§ **WHAT IS REQUIRED**: Copy the part of the listing below that opens with the line containing "the red jelly" and closes with the last line of the listing, with every line reproduced exactly.

§ **DATASET EXTRACT**:
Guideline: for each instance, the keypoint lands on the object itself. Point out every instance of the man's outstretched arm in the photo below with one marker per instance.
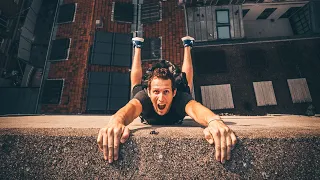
(216, 132)
(116, 131)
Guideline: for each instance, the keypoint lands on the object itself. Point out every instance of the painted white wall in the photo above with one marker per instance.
(257, 9)
(266, 28)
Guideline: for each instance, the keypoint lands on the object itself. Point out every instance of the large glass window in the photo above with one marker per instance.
(122, 12)
(223, 24)
(52, 91)
(67, 13)
(290, 12)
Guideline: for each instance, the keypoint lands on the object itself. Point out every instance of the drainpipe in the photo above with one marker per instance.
(46, 61)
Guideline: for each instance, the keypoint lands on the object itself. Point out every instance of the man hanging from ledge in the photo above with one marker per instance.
(158, 101)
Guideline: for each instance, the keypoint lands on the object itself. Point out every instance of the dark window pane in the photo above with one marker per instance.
(244, 12)
(266, 13)
(60, 49)
(151, 49)
(290, 12)
(123, 12)
(209, 62)
(101, 36)
(99, 77)
(97, 104)
(256, 59)
(98, 90)
(223, 16)
(223, 32)
(66, 13)
(52, 91)
(103, 59)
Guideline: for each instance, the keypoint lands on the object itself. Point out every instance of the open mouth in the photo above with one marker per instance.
(161, 106)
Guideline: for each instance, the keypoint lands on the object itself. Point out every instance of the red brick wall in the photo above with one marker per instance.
(76, 68)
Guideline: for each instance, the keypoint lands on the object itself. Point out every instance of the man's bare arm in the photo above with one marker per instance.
(116, 131)
(128, 113)
(200, 113)
(216, 132)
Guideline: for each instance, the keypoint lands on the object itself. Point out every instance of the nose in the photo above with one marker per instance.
(160, 97)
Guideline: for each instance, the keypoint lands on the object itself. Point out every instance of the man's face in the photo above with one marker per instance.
(161, 95)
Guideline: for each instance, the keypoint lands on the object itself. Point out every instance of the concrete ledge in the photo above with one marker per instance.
(64, 147)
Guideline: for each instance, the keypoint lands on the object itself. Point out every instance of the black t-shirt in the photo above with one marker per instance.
(174, 116)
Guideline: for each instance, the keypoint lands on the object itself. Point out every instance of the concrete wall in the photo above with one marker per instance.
(257, 9)
(267, 28)
(45, 147)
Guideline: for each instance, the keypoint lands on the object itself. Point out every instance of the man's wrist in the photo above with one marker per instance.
(218, 118)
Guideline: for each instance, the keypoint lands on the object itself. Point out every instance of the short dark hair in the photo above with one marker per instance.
(162, 73)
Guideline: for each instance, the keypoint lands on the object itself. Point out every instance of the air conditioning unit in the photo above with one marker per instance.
(99, 23)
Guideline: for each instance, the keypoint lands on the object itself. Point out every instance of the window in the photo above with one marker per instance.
(151, 49)
(290, 12)
(264, 93)
(266, 13)
(122, 12)
(245, 12)
(209, 62)
(150, 12)
(52, 91)
(60, 49)
(299, 90)
(223, 24)
(112, 49)
(300, 21)
(256, 59)
(107, 91)
(217, 97)
(3, 22)
(67, 13)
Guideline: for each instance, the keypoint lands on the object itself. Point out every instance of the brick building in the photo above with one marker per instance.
(243, 50)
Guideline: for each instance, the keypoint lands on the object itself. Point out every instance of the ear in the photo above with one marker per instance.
(174, 92)
(148, 92)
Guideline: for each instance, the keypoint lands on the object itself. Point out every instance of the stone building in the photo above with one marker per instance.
(251, 57)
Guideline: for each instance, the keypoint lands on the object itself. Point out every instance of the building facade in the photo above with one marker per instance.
(257, 57)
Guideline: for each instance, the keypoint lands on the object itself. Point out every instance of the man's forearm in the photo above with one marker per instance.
(200, 113)
(128, 113)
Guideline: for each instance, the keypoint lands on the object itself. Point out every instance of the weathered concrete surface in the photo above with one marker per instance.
(64, 147)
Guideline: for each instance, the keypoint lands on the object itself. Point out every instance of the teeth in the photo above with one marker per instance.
(161, 106)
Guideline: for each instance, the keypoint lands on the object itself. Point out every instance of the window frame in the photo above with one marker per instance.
(113, 13)
(292, 13)
(61, 92)
(223, 24)
(68, 51)
(148, 50)
(74, 15)
(261, 16)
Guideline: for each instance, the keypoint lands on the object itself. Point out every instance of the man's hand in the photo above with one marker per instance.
(109, 139)
(223, 138)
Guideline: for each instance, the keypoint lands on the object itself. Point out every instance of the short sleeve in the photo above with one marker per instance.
(180, 102)
(144, 99)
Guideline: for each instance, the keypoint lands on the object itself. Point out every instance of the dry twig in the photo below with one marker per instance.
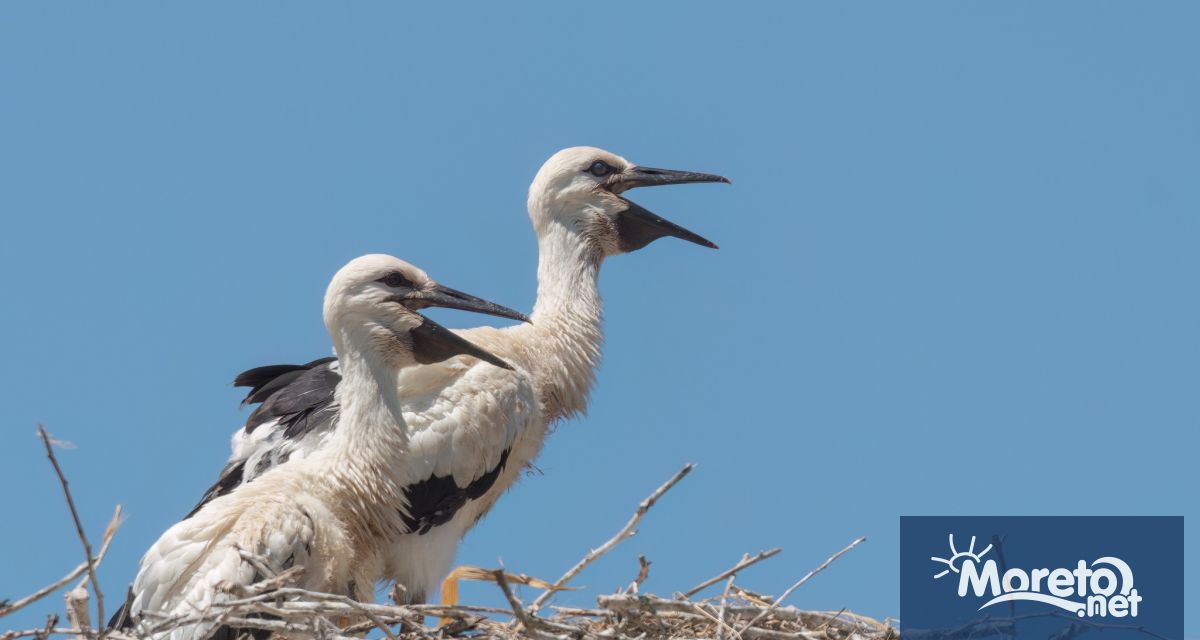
(625, 532)
(801, 581)
(83, 537)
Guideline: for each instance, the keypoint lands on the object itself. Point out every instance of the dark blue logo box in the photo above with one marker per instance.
(1042, 576)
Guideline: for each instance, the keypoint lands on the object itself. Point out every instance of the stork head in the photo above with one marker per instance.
(581, 189)
(376, 298)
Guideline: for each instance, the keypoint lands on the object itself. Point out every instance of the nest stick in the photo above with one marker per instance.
(625, 532)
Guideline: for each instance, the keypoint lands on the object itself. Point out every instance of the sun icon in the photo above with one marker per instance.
(958, 557)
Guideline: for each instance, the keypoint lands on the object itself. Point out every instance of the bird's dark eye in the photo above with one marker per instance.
(599, 168)
(396, 279)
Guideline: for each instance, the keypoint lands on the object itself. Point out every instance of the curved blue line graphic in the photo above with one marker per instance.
(1036, 597)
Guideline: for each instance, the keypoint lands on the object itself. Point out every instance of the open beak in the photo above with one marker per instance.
(449, 298)
(433, 344)
(636, 226)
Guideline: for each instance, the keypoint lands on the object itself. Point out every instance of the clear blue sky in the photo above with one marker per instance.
(958, 267)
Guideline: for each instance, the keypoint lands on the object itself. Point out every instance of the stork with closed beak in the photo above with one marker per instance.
(334, 514)
(473, 428)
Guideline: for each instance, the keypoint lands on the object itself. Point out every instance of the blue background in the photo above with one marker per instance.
(1151, 545)
(958, 267)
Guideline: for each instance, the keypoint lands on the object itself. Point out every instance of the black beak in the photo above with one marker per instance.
(450, 298)
(636, 177)
(637, 227)
(433, 344)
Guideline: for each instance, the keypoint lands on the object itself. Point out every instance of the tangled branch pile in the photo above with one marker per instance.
(274, 605)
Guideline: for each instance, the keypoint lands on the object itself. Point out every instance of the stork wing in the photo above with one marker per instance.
(295, 413)
(463, 432)
(463, 423)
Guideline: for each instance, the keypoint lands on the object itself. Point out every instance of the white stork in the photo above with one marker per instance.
(336, 512)
(473, 428)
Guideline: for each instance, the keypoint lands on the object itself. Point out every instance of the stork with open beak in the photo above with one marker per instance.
(472, 428)
(334, 514)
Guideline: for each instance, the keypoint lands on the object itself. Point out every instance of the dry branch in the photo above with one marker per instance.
(89, 558)
(625, 532)
(275, 605)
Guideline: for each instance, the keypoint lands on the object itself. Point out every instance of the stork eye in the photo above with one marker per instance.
(395, 280)
(599, 168)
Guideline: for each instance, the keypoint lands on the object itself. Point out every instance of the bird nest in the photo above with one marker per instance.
(718, 608)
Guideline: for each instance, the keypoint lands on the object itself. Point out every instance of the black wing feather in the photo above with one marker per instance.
(298, 399)
(435, 500)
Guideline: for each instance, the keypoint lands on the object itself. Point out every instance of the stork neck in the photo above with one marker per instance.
(370, 412)
(567, 321)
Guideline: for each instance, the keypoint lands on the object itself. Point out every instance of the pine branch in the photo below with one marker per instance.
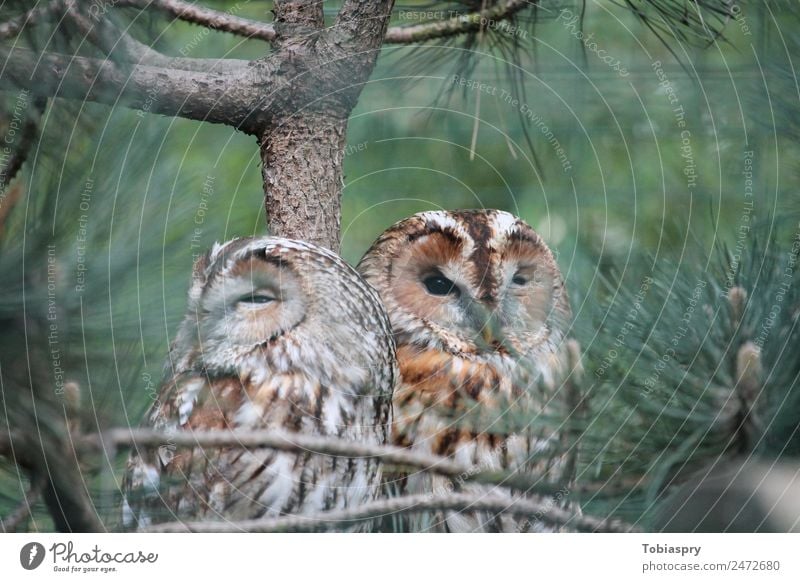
(541, 511)
(207, 17)
(456, 25)
(223, 97)
(394, 35)
(15, 161)
(119, 44)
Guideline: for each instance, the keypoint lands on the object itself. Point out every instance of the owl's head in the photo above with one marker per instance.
(468, 282)
(284, 303)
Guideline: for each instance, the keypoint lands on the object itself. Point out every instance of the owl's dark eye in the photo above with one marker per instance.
(256, 299)
(440, 285)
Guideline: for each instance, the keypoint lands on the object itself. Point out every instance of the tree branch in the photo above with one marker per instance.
(119, 44)
(387, 454)
(456, 25)
(224, 97)
(207, 17)
(541, 511)
(394, 35)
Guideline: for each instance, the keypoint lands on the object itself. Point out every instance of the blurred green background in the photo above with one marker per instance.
(616, 197)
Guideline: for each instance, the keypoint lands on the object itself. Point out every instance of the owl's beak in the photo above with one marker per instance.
(485, 324)
(487, 333)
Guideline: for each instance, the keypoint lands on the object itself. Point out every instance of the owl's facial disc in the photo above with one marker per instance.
(477, 294)
(256, 300)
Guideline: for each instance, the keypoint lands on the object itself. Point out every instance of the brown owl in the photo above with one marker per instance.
(279, 334)
(479, 311)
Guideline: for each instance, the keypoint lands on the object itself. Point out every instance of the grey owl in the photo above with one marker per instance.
(479, 311)
(279, 334)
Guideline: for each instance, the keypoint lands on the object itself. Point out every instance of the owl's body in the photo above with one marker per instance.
(281, 335)
(478, 308)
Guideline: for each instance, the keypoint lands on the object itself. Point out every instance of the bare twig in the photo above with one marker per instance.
(207, 17)
(387, 454)
(345, 518)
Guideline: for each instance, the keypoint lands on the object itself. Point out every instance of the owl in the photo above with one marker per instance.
(479, 311)
(279, 334)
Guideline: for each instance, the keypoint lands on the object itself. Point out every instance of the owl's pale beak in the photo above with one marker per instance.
(485, 324)
(487, 333)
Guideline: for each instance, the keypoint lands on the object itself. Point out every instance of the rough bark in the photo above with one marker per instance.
(302, 171)
(318, 74)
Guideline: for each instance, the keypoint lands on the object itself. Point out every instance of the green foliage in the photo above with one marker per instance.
(689, 361)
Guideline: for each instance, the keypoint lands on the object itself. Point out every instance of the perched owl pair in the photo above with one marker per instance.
(281, 334)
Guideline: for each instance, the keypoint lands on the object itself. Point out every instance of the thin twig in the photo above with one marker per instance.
(471, 22)
(347, 518)
(387, 454)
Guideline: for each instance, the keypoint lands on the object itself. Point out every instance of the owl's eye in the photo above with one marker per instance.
(440, 285)
(256, 299)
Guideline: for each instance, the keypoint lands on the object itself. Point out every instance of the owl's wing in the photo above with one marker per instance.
(161, 483)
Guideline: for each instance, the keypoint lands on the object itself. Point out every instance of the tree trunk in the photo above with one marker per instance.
(317, 75)
(302, 171)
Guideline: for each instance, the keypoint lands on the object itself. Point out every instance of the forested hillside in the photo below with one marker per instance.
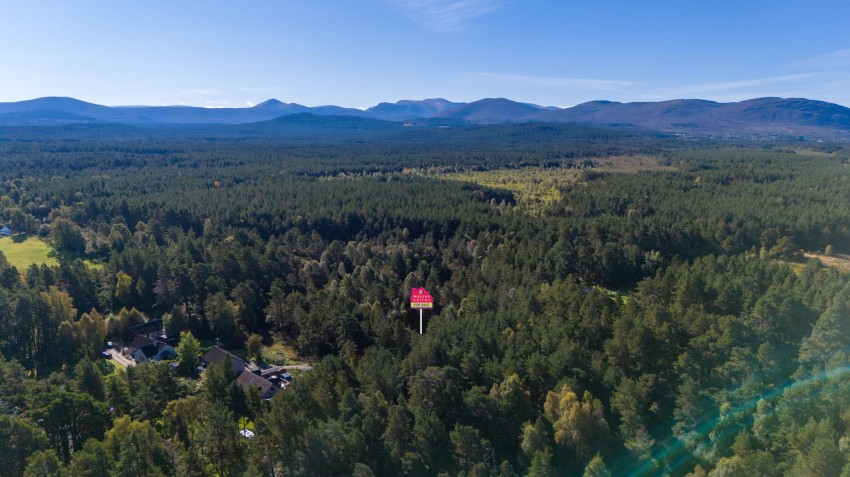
(648, 319)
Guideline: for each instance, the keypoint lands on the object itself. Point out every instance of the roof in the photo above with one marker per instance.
(140, 342)
(153, 326)
(148, 346)
(250, 379)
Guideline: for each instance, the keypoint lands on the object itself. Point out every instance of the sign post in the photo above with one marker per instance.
(421, 299)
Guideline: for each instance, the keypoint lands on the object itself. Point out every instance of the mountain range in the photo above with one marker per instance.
(760, 116)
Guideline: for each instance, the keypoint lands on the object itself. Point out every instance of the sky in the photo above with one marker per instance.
(357, 53)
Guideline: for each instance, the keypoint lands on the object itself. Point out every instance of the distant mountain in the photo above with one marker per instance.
(756, 116)
(761, 116)
(407, 109)
(494, 111)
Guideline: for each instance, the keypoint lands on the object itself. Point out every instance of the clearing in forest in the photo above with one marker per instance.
(837, 261)
(532, 186)
(632, 164)
(22, 254)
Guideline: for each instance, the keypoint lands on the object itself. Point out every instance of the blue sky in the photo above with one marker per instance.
(357, 53)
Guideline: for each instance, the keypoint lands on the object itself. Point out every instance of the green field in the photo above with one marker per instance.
(23, 254)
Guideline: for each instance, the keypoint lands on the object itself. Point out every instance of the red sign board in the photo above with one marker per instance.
(420, 298)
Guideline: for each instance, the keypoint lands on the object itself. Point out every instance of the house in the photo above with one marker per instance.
(152, 329)
(143, 348)
(267, 388)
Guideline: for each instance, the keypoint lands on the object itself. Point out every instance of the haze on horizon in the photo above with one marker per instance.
(361, 52)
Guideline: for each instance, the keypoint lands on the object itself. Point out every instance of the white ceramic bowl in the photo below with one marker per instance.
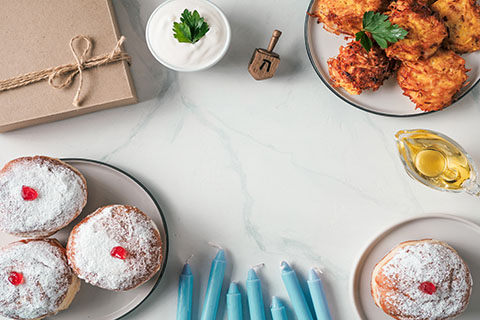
(149, 33)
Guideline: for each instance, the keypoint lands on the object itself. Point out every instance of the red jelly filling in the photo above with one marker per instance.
(29, 194)
(428, 288)
(15, 278)
(119, 253)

§ **OUTPUT FOR THIS EXERCISE**:
Guideline: for each instance, the keypoint lands on the object itself. Point out every instance of the red jelly filling in the photo above with one marker per instance.
(29, 194)
(428, 288)
(15, 278)
(119, 253)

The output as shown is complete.